"Я не знаю, имеешь ли ты право судить меня - ты вот о пути пишешь. Коля наивный, милый, умный и маленький (я все время чувствовала себя старше его) тут долго и старательно объяснял мне, что путь, которым я иду, - не мой путь, да и вообще никакой не путь. Нет, мой путь - путь правильный, но только не мой, а объяснять мне это незачем, я и сама знаю. Он и сам по себе тяжел, а так как он не мой - он вдвойне тяжел, каждая секунда мучительна… Можешь судить меня сурово или мягко, как хочешь, как подсказывает тебе сердце и твой собственный ясный и попавший "в точку" (а потому и счастливый) - путь, но лучше бы не судить совсем".
На этом "не моем пути" надсада: Нестеров, высокий чин в местном, саратовском управлении ГПУ, ведавший нами, ссыльными, повадился вызывать меня к себе срочно, повесткой с нарочным. Перелистывал при мне мое "дело" (оно прибыло из Ленинграда вслед за мной в Саратов) и задавал вопросы - те самые, на которые я уже десятки раз отвечала или не отвечала во время ленинградского следствия. Это был молодой человек лет тридцати пяти, щеголеватый, красивый, в вышитой, выглаженной украинской рубашке, весь пропахший одеколоном. Опять: "кто составлял листовку?"; опять: "собрание на Васильевском острове". Я не сразу сообразила, что он попросту тяжело обременен безделием и ему охота разглядеть, что это за птица - ленинградская барышня с такой известной фамилией?

== == ==

**ЗАДАНИЯ:**
a - Откуда, согласно фрагменту о саратовской ссылке, прибыло в Саратов «дело», которое перелистывал Нестеров?
b - Сверьте с фрагментом о саратовской ссылке три утверждения и ответьте на каждое «да» или «нет», приведя решающие слова из фрагмента: (i) Нестеров служил в саратовском управлении ГПУ; (ii) Нестерову было около пятидесяти лет; (iii) Нестеров вызывал к себе по телефону.
c - Подхватите фрагмент о саратовской ссылке и продолжите его после последнего предложения.

**ПРЕДСТАВЛЕННЫЕ ДАННЫЕ:**
== == ==

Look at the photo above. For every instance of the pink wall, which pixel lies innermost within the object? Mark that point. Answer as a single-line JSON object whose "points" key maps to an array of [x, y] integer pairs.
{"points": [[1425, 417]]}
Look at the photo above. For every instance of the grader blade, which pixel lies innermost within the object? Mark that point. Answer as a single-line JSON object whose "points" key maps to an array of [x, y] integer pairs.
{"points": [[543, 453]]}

== == ==

**ОТВЕТЫ К ЗАДАНИЯМ:**
a - Из Ленинграда.

b -
(i) Да: «высокий чин в местном, саратовском управлении ГПУ».
(ii) Нет: «молодой человек лет тридцати пяти».
(iii) Нет: «повесткой с нарочным».

c -
Новых вопросов - тех, каких я боялась (например, о новых моих саратовских знакомых), он поначалу не задавал.
Мои опекуны - ссыльные - посоветовали не быть овцой и ответить резко.
- Простите, - сказала я, вызванная курьером в четвертый раз, - но ведь я вот уже полгода отбываю наказание, стало быть, следствие по моему делу давно окончено. Почему же вы начинаете его сызнова?
- Вы, кажется, собираетесь допрашивать меня? - с наигранной надменностью ответил Нестеров, но до времени вызовы прекратил.
…Где же и как я жила? В разное время по-разному. Меня выручали ссыльные - из тех, кто, подобно мне, ходил "отмечаться" в ГПУ каждый понедельник. Тут мы и перезнакомились.
В дружбу и в единомыслие знакомство не перешло. Эти благородные люди по-своему меня оберегали: я была среди них самая молодая. Оберегая, помогали - но вряд ли полюбили меня, как и я, принимая наставления и помощь и стараясь не спорить и слушаться, душевно с ними не сошлась.
Поначалу пригласили меня к себе, сразу по приезде, когда не было у меня ни жилья, ни адреса, муж и жена, снимавшие избу на спуске к Волге. Изба не отапливалась, там стоял такой мороз, что к утру внутренние щели между бревнами затягивало ледком. Спала я на топчане, завернувшись в пальто и клала на ноги, в качестве дополнительного обогревателя, кошку. Ночуя у этих полуголодных людей (левые эсеры, им уж совсем не давали работать), я целыми днями бегала по городу в поисках жилья, и наконец в центре города, на Большой Казачьей, семья Афруткиных (вдова с двумя дочерьми) согласилась сдать мне угол: стол, стул и кровать в комнате, где жила младшая четырнадцатилетняя дочь.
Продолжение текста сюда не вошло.